▶ _Instruction A_
From the column on Dallas in fiction, duplicate the passage that begins at the words "Forty years ago, Larry" and stops after the words "a novelist care?".
▶ _Instruction B_
In the column on Dallas in fiction, turn the paragraph that opens "Tribeza is an Austin-based magazine" into a short list that keeps its main facts.

▶ _Document text_
....

Fine new column, same old town

Tribeza is an Austin-based magazine that in July launched its handsome Dallas edition -- featuring a book/daddy column on culture and books and whatnot, a column that will be a regular feature, depending on inspiration, employment and remuneration.
Unfortunately, the publication doesn't have much Web presence yet. So in the interests of horn-tootling and because of the pressing need for everyone to read everything book/daddy writes, he is taking the liberty of attaching his first column here. It's about Dallas in print -- Dallas as a subject for fiction.

 
Novelists haven't really sunk their teeth into Dallas. Nibbled it, yes. But no one has ever taken a big bite out of Big D.  
  
Forty years ago, Larry McMurtry wrote that "with very few exceptions, no Texas novelist has drawn a novel of any distinction out of city experience." This will surely change soon, he believed. "For the moment, however, the point stands."  
  
The state's seemingly inescapable, indelible icons -- the oil well, ranch, small town, open road, borderline -- still say "country." Suburbs, the homeless, culture palaces, eateries so chic the meals are curated: Dallas has these in abundance. But can anyone distinguish our urban splendor and squalor from Pittsburgh's? And should a novelist care?  
  
Mr. McMurtry was right about many things when he wrote those remarks, found in his excellent 1968 essay collection, In a Narrow Grave. He argued, for instance, that because of Dallas' particular combination of wealth, violence and poverty, "no place in Texas is quite so tense and so tight."

....

(Data items)

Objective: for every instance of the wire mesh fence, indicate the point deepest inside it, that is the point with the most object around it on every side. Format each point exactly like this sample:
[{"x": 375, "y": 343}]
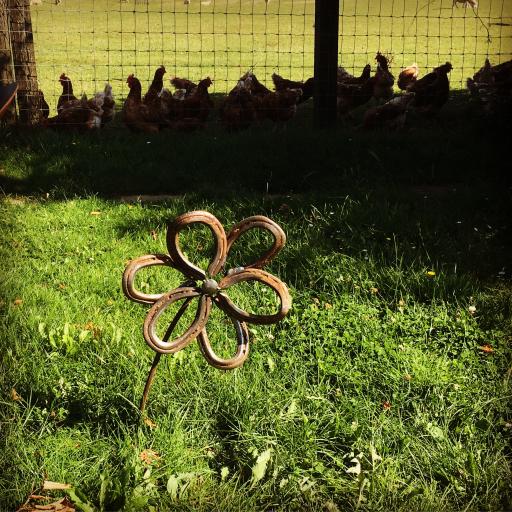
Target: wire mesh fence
[{"x": 95, "y": 41}]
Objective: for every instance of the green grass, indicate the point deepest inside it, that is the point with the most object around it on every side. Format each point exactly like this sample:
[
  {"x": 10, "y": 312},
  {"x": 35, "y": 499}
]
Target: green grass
[
  {"x": 367, "y": 216},
  {"x": 98, "y": 40}
]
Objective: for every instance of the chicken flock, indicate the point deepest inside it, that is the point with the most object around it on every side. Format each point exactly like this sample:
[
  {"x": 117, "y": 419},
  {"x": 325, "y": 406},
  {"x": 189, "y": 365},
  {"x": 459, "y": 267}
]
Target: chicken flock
[{"x": 189, "y": 105}]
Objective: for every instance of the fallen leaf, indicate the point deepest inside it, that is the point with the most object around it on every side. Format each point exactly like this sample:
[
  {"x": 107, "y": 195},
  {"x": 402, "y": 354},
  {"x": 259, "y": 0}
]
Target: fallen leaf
[
  {"x": 149, "y": 423},
  {"x": 48, "y": 485},
  {"x": 149, "y": 457},
  {"x": 356, "y": 470},
  {"x": 259, "y": 469}
]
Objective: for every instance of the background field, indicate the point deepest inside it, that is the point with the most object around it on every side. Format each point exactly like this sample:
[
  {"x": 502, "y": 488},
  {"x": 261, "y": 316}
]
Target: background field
[{"x": 99, "y": 40}]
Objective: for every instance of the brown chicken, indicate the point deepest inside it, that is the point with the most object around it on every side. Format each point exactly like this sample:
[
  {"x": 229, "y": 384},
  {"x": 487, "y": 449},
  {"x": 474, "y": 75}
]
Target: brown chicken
[
  {"x": 237, "y": 111},
  {"x": 352, "y": 96},
  {"x": 108, "y": 104},
  {"x": 137, "y": 115},
  {"x": 191, "y": 112},
  {"x": 391, "y": 115},
  {"x": 257, "y": 88},
  {"x": 153, "y": 94},
  {"x": 277, "y": 106},
  {"x": 344, "y": 77},
  {"x": 408, "y": 76},
  {"x": 384, "y": 80},
  {"x": 492, "y": 85},
  {"x": 80, "y": 114},
  {"x": 432, "y": 91},
  {"x": 67, "y": 92},
  {"x": 183, "y": 83},
  {"x": 307, "y": 87}
]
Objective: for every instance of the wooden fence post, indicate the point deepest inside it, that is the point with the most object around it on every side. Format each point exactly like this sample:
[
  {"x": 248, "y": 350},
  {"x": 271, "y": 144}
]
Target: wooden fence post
[
  {"x": 326, "y": 61},
  {"x": 22, "y": 44},
  {"x": 6, "y": 71}
]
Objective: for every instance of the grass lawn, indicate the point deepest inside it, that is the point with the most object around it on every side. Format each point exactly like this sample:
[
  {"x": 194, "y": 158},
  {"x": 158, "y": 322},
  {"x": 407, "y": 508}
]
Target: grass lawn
[
  {"x": 387, "y": 387},
  {"x": 98, "y": 40}
]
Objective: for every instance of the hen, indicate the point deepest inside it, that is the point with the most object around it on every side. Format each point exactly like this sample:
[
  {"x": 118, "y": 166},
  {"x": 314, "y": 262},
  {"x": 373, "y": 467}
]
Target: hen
[
  {"x": 108, "y": 104},
  {"x": 432, "y": 91},
  {"x": 344, "y": 77},
  {"x": 67, "y": 92},
  {"x": 384, "y": 80},
  {"x": 351, "y": 96},
  {"x": 153, "y": 94},
  {"x": 408, "y": 76},
  {"x": 182, "y": 83},
  {"x": 492, "y": 85},
  {"x": 80, "y": 114},
  {"x": 137, "y": 115},
  {"x": 237, "y": 111},
  {"x": 277, "y": 106},
  {"x": 391, "y": 115},
  {"x": 307, "y": 87}
]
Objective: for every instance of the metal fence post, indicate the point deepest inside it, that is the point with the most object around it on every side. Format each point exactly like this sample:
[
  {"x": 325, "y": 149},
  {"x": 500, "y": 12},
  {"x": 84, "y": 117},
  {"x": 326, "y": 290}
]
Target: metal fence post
[
  {"x": 6, "y": 71},
  {"x": 22, "y": 44},
  {"x": 326, "y": 61}
]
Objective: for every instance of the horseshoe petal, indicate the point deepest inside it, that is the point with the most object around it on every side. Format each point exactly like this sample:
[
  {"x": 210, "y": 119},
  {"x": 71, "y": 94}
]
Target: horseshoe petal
[
  {"x": 130, "y": 272},
  {"x": 262, "y": 222},
  {"x": 170, "y": 347},
  {"x": 178, "y": 258},
  {"x": 242, "y": 351},
  {"x": 253, "y": 274}
]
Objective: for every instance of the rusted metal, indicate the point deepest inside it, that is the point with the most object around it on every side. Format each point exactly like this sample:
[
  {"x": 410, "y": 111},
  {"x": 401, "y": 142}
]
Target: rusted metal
[{"x": 208, "y": 291}]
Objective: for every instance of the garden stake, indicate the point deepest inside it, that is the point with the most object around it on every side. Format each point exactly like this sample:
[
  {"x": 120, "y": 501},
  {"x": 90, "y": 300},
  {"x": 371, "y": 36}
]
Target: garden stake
[{"x": 202, "y": 285}]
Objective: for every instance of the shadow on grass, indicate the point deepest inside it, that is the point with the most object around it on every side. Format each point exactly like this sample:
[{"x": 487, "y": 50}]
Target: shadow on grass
[{"x": 459, "y": 146}]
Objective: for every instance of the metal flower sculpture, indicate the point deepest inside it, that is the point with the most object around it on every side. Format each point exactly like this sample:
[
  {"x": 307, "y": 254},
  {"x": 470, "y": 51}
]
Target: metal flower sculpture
[{"x": 207, "y": 288}]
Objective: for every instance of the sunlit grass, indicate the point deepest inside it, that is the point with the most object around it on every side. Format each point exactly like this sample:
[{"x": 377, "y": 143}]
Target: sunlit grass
[{"x": 99, "y": 40}]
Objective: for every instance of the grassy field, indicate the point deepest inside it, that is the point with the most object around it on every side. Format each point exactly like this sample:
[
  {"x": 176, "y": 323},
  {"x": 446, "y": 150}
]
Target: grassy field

....

▶ _Complete response A_
Forty years ago, Larry McMurtry wrote that "with very few exceptions, no Texas novelist has drawn a novel of any distinction out of city experience." This will surely change soon, he believed. "For the moment, however, the point stands."  
  
The state's seemingly inescapable, indelible icons -- the oil well, ranch, small town, open road, borderline -- still say "country." Suburbs, the homeless, culture palaces, eateries so chic the meals are curated: Dallas has these in abundance. But can anyone distinguish our urban splendor and squalor from Pittsburgh's? And should a novelist care?

▶ _Complete response B_
- Tribeza is a magazine based in Austin.
- In July it launched a Dallas edition.
- The Dallas edition features a book/daddy column on culture and books.
- The column will run regularly, depending on inspiration, employment and remuneration.